Work to complete:
Repeat the material word for word, from the line that contains "of green shrub." through the line that contains "[412,107,497,118]", including both of those lines and nothing else.

Box annotation data in rows:
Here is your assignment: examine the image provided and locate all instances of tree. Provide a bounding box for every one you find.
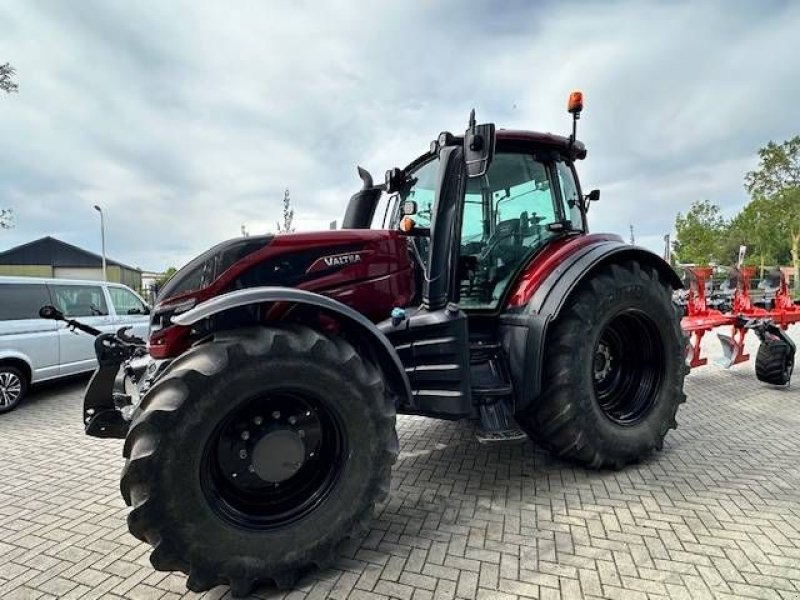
[277,188,294,233]
[0,63,19,94]
[744,135,800,292]
[0,208,14,229]
[722,198,789,268]
[673,200,728,264]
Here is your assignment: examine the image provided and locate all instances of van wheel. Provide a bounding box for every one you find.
[0,365,28,413]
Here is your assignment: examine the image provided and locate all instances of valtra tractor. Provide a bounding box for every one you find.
[43,93,688,596]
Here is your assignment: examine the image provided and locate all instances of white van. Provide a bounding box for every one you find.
[0,277,150,413]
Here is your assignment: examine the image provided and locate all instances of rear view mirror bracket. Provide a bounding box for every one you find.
[464,109,495,178]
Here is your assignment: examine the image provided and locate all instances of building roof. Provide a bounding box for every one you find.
[0,235,141,272]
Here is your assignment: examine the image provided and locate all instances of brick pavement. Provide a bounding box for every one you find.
[0,332,800,600]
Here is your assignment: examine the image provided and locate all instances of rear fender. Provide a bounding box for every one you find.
[500,240,683,411]
[172,286,411,403]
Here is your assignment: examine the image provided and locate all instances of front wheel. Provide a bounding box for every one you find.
[121,326,398,596]
[756,334,794,385]
[518,261,688,468]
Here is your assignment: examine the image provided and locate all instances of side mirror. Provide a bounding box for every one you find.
[583,190,600,211]
[464,109,495,178]
[385,167,406,194]
[400,200,417,217]
[39,304,65,321]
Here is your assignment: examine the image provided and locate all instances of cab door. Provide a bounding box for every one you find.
[459,152,583,310]
[49,283,114,375]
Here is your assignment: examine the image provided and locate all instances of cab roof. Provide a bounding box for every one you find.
[496,129,586,160]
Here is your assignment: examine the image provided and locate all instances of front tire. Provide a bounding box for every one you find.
[518,261,688,468]
[121,326,398,596]
[756,334,794,385]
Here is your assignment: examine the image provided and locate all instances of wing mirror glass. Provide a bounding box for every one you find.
[583,190,600,211]
[400,200,417,217]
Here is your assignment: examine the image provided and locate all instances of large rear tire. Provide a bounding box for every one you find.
[121,326,398,596]
[517,261,688,468]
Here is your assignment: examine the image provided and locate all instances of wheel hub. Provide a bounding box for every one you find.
[592,310,666,425]
[201,392,346,529]
[252,429,306,483]
[594,342,612,381]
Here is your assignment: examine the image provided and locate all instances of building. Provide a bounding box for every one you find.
[0,236,142,290]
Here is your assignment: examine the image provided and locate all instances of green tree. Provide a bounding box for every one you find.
[673,200,728,264]
[722,198,789,268]
[744,135,800,292]
[0,63,19,94]
[277,189,294,233]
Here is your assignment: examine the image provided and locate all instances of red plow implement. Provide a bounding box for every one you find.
[681,267,800,385]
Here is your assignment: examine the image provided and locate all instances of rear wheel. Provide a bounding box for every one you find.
[121,326,398,596]
[756,334,794,385]
[518,261,688,468]
[0,365,28,414]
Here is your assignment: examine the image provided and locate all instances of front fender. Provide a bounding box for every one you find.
[172,286,411,402]
[500,240,683,411]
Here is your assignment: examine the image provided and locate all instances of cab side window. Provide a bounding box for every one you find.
[460,152,563,309]
[51,285,108,317]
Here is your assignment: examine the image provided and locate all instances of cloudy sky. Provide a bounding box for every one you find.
[0,0,800,270]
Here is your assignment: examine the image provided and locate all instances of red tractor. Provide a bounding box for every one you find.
[50,93,688,596]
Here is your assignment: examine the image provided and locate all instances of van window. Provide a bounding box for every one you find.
[0,283,51,321]
[108,287,147,315]
[50,285,108,317]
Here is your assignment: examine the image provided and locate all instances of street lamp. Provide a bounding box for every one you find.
[94,204,108,281]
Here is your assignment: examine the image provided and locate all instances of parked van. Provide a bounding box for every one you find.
[0,277,150,413]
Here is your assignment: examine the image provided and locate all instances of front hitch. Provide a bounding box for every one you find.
[83,331,142,439]
[39,306,147,438]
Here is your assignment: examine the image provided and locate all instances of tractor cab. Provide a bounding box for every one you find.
[386,126,586,311]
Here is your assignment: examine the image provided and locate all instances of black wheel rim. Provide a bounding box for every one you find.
[592,310,665,425]
[201,391,347,529]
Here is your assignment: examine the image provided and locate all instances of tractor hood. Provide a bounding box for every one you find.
[156,229,410,311]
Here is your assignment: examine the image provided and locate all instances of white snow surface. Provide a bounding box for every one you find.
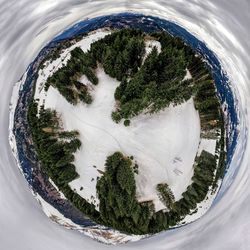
[0,0,250,250]
[34,29,111,109]
[198,138,217,156]
[41,68,200,211]
[143,39,161,62]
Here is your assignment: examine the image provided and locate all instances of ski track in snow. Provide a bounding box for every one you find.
[0,0,250,250]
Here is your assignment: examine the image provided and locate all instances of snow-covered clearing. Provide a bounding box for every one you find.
[41,68,200,210]
[197,138,217,156]
[34,29,111,111]
[182,69,192,81]
[143,39,161,62]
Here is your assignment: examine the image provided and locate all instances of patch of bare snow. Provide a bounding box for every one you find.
[197,138,217,156]
[42,68,200,211]
[143,39,161,62]
[182,69,192,81]
[178,180,221,225]
[34,30,111,110]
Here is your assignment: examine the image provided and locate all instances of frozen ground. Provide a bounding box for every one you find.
[34,29,110,111]
[3,0,250,250]
[42,68,200,210]
[34,30,200,211]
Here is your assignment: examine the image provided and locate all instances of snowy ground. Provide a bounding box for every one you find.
[35,30,221,211]
[34,29,111,111]
[42,68,200,210]
[143,39,161,63]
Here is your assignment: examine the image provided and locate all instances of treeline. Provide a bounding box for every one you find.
[28,101,102,223]
[90,29,145,81]
[97,152,153,234]
[149,151,216,233]
[45,47,98,105]
[97,151,216,234]
[156,183,175,209]
[112,33,192,122]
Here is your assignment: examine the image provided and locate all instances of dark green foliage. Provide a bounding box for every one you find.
[91,29,145,81]
[97,152,151,234]
[156,183,175,209]
[124,119,130,127]
[28,102,102,223]
[45,47,98,105]
[28,29,226,234]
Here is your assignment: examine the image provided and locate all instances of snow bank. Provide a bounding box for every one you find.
[142,39,161,63]
[44,68,200,211]
[34,30,111,109]
[197,138,217,156]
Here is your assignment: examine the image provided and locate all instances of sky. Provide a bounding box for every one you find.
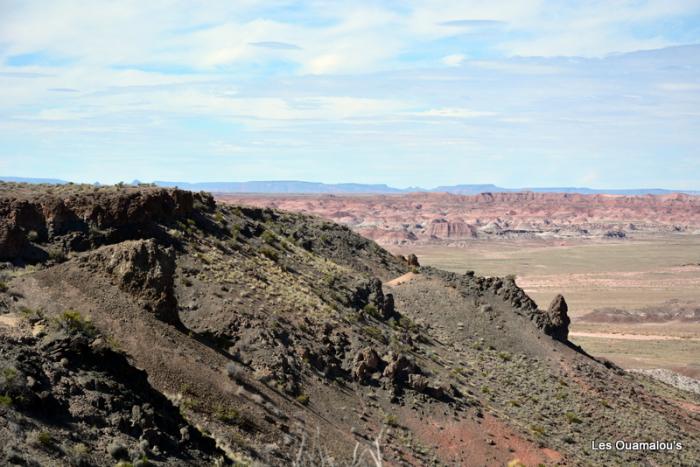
[0,0,700,190]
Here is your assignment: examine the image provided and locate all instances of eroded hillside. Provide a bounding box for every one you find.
[217,192,700,246]
[0,184,700,465]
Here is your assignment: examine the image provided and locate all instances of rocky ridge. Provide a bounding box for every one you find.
[0,184,700,465]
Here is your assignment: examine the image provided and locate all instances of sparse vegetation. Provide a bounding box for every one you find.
[57,310,97,336]
[260,245,279,262]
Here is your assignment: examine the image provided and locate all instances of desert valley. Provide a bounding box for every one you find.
[218,193,700,384]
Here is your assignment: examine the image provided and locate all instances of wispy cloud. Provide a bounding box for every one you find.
[248,41,301,50]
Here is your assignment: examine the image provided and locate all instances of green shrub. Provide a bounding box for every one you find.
[260,230,277,245]
[0,394,12,407]
[362,303,382,320]
[260,245,279,262]
[48,249,67,263]
[58,310,97,336]
[498,352,513,362]
[36,431,54,446]
[214,406,241,425]
[384,414,399,427]
[364,326,386,342]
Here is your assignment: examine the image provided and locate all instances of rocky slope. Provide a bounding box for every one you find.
[0,184,700,465]
[217,193,700,246]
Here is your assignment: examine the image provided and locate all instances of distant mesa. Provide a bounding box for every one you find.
[0,176,700,195]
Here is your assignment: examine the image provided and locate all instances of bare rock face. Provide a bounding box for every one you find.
[408,373,430,392]
[0,185,214,261]
[406,253,420,268]
[383,353,418,383]
[0,200,43,260]
[352,347,381,381]
[428,219,477,239]
[90,239,179,324]
[352,278,396,320]
[545,294,571,342]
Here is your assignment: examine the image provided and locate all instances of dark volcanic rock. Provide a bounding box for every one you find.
[383,353,418,384]
[545,294,571,342]
[352,278,396,320]
[352,347,381,381]
[89,239,179,324]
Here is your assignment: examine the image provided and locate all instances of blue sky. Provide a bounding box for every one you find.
[0,0,700,189]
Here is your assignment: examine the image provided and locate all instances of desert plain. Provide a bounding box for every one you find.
[219,193,700,379]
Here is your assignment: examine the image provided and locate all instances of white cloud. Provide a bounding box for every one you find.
[442,54,467,66]
[412,107,497,118]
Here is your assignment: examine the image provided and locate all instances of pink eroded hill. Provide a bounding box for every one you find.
[217,192,700,245]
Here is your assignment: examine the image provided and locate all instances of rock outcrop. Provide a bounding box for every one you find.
[0,184,214,261]
[545,294,571,342]
[352,347,381,381]
[81,239,179,324]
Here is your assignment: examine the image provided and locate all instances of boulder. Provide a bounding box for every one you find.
[408,373,429,392]
[89,239,179,324]
[406,253,420,268]
[382,353,419,383]
[352,347,381,381]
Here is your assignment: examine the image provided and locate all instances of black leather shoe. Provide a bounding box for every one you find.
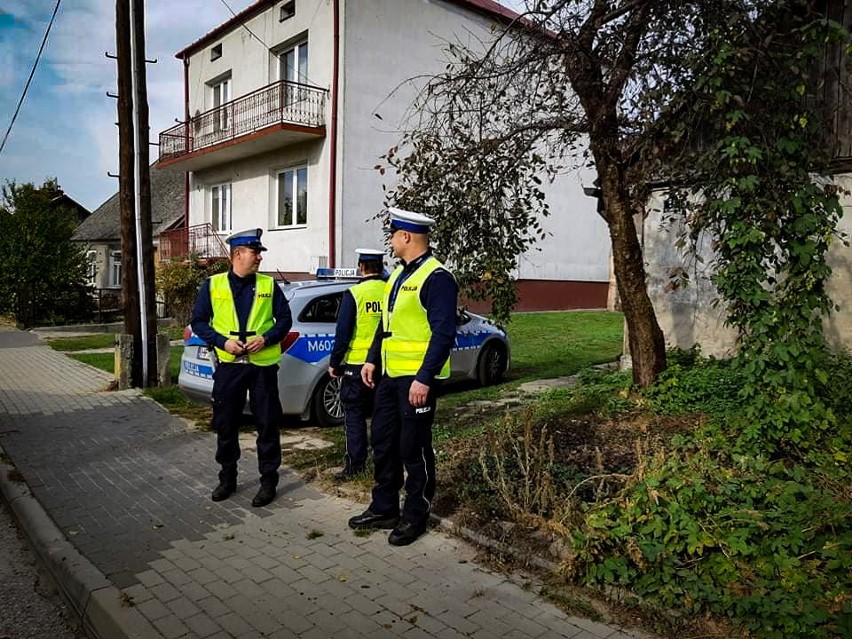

Solution:
Here is your assignment: examine the image provided and locate all instances of green shrub. Provide a bounding box for every one you find.
[260,230,277,245]
[0,394,12,407]
[362,303,382,320]
[260,245,279,262]
[48,249,67,263]
[58,310,97,336]
[498,352,513,362]
[36,431,54,446]
[214,406,241,425]
[384,414,399,427]
[364,326,386,342]
Here is your assignment: examine the image provided and locate all instances of rocky slope. Provide a bounding box for every one you find.
[0,184,700,465]
[217,193,700,246]
Here is your assignment: examine the image provided and locate all instances of distant mesa. Provide a bounding box for every one you find.
[0,176,700,195]
Here is your assignment: examine the image provided and locate all instances of bare rock face. Provide a bounding box for every one you find.
[408,373,430,392]
[0,185,214,261]
[406,253,420,268]
[383,353,418,383]
[0,200,43,260]
[352,347,381,381]
[428,219,477,239]
[90,239,179,324]
[352,278,396,320]
[545,294,571,342]
Here is your assignment: examine the image provided and locate all instances of dark volcanic rock. Provide a bounding box for every one you find.
[383,353,418,384]
[545,294,571,342]
[352,278,396,320]
[352,347,381,381]
[89,239,179,324]
Here is your assignment: examine the image provided and locate all instances of blue sky. Provide a bounding box for every one you find.
[0,0,700,189]
Here is your assignment: examine the image provided and locate all instances of desert plain. Provide a bounding box for every one you find.
[219,193,700,379]
Here is your assignment: examine the image provided and locate all instances of white cloud. Provide a bounding box for every one you find.
[442,54,467,66]
[412,107,497,118]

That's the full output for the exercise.